EXERCISE: List each line in the items below that contains the word "positive", copying every such line in full.

═════ TASK INPUT ═════

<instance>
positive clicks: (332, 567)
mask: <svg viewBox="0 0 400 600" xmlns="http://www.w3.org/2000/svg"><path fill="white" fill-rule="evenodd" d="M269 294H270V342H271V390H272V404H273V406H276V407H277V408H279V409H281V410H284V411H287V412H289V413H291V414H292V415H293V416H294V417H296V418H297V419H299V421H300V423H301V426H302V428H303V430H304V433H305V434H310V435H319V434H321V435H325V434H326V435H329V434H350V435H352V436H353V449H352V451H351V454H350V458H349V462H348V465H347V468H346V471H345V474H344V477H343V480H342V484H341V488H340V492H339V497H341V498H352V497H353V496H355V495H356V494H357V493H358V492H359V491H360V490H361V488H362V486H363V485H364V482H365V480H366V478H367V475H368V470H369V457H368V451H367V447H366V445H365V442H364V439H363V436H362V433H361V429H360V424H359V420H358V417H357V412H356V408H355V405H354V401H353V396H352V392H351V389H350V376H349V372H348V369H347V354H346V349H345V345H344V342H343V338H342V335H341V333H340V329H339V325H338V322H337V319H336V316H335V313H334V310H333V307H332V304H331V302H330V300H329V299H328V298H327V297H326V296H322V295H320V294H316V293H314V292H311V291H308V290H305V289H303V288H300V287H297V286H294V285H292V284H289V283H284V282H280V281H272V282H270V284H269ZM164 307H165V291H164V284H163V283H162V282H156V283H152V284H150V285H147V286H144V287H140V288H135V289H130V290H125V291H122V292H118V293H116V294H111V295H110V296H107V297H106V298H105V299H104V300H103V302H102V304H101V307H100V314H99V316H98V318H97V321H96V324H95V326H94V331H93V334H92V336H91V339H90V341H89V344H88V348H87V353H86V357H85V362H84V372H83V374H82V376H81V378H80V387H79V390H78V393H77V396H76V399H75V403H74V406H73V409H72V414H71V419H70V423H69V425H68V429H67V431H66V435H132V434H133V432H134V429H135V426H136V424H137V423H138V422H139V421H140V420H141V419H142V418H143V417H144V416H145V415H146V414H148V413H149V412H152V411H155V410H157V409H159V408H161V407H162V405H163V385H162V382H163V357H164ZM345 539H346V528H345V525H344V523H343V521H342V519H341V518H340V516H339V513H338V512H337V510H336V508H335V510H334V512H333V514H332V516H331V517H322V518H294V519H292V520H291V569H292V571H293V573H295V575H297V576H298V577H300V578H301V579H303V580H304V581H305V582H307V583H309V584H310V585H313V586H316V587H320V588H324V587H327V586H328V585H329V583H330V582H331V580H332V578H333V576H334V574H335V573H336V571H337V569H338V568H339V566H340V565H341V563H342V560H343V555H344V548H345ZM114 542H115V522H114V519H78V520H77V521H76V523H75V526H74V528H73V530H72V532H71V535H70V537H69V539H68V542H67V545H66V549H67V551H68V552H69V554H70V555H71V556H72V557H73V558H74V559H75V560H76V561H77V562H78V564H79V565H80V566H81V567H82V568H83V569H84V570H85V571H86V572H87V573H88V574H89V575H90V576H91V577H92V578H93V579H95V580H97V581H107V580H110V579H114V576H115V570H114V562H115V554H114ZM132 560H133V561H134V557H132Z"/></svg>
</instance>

═════
═════ TASK INPUT ═════

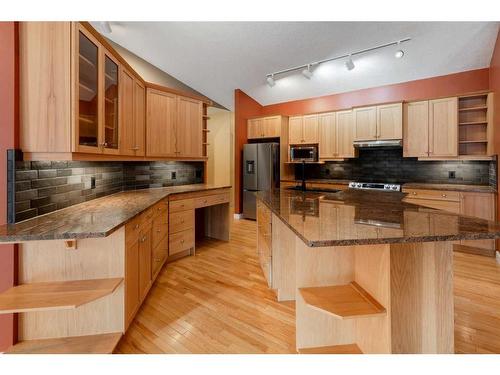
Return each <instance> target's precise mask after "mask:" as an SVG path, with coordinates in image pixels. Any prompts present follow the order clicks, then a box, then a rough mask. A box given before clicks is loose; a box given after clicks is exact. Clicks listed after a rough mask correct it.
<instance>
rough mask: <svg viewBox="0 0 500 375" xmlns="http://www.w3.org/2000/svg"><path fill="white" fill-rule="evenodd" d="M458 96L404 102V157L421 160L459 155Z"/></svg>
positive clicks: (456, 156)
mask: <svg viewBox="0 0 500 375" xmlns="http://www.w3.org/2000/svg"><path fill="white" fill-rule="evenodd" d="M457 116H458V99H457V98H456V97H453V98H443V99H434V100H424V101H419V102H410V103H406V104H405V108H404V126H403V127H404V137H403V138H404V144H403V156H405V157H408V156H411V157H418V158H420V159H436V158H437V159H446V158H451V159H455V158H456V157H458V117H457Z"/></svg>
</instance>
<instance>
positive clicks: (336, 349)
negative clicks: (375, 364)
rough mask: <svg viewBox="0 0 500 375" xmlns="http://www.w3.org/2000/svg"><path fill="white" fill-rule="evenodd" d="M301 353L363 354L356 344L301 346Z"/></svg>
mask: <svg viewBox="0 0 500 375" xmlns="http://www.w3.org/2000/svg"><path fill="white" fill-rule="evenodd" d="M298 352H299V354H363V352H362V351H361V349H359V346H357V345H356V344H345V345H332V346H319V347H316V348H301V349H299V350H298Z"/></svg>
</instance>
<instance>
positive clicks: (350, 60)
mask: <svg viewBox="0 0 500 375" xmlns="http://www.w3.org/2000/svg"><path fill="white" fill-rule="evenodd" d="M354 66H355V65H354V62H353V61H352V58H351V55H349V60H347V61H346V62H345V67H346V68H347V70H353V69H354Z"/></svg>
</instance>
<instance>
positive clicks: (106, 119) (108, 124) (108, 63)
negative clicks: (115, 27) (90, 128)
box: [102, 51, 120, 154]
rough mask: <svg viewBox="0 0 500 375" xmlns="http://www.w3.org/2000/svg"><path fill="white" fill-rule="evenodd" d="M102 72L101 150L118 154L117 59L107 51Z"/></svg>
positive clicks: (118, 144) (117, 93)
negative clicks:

═════

RESPONSE TO THE EXERCISE:
positive clicks: (332, 567)
positive clicks: (456, 156)
positive clicks: (336, 349)
positive clicks: (350, 60)
positive clicks: (106, 119) (108, 124) (108, 63)
positive clicks: (118, 144) (117, 93)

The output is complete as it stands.